The largest efficacy trial of a cervical cancer vaccine has shown that Cervarix protects against the five most common cancer-causing virus types.
The study, which involved 18,644 women and was published in The Lancet, confirmed that GSK’s Cervarix is highly effective at protecting against the two most common cervical cancer-causing human papillomavirus (HPV) types, 16 and 18.
The study showed that the vaccine also protects against HPV types 31, 33 and 45, the three most common cancer-causing virus types beyond 16 and 18.
Thomas Breuer, Chief Medical Officer of GSK Biologicals, commented: "These excellent study results confirm the efficacy offered by Cervarix against HPV 16 and 18. For the first time the results show that this vaccine was effective against cervical pre-cancers associated with the five most common cancer-causing virus types.
“This is really good news for primary prevention of cervical cancer as it indicates the vaccine could offer women additional protection against cervical cancer beyond what had at first been anticipated."
In women who complied with the trial protocol procedures, the vaccine provided 92.2% protection against cervical pre-cancers associated with HPV 16 or 18.

**Given records:**
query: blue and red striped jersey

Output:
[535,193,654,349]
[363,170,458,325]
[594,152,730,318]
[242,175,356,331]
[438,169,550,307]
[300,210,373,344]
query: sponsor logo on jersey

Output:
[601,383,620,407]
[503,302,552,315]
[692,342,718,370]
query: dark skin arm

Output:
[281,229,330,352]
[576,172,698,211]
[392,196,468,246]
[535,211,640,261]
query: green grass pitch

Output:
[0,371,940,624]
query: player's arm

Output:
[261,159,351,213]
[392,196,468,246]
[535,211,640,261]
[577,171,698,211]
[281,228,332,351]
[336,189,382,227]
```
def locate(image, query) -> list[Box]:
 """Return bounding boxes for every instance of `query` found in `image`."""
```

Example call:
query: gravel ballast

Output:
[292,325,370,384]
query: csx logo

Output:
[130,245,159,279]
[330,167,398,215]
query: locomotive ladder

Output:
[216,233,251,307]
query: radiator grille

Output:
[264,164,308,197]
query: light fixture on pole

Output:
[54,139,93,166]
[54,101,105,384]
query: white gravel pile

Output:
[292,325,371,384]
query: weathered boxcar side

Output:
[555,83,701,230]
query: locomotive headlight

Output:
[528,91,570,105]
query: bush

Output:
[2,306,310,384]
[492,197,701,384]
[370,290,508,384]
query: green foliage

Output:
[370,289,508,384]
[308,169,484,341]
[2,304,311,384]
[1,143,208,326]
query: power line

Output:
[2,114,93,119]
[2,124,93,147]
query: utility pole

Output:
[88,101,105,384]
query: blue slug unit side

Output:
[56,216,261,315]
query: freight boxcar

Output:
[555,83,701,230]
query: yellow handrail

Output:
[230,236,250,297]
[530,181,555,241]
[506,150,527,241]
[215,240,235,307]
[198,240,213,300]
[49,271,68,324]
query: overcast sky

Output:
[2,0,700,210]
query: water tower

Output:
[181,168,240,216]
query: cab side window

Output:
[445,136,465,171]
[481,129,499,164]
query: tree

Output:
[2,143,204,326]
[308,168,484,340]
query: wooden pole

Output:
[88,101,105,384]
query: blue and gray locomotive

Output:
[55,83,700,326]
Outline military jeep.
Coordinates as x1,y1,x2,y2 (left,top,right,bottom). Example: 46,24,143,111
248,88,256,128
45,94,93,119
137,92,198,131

**Activity 1:** In the Cervarix trial passage, swap "vaccine" for "shot" in the text between "The largest efficacy" and "beyond 16 and 18.", inclusive.
**Activity 2:** Write the next part of the Cervarix trial report, picking up after its final sentence.

**Task output 1:**
The largest efficacy trial of a cervical cancer shot has shown that Cervarix protects against the five most common cancer-causing virus types.
The study, which involved 18,644 women and was published in The Lancet, confirmed that GSK’s Cervarix is highly effective at protecting against the two most common cervical cancer-causing human papillomavirus (HPV) types, 16 and 18.
The study showed that the shot also protects against HPV types 31, 33 and 45, the three most common cancer-causing virus types beyond 16 and 18.

**Task output 2:**
For the first time Cervarix has been proven to provide significant protection against pre-cancerous lesions beyond HPV types 16 and 18 – approximately 11-16% extra protection against cervical cancer.
Principle investigator, Professor Jorma Paavonen, from the University of Helsinki, said: "The results show Cervarix is highly effective against the most common cervical cancer-causing virus types and has the potential to substantially reduce the incidence of cervical pre-cancers, cervical cancer and the associated diagnostic and surgical procedures. The results re-affirm confidence in vaccination as a primary preventative measure against cervical cancer when used alongside screening.”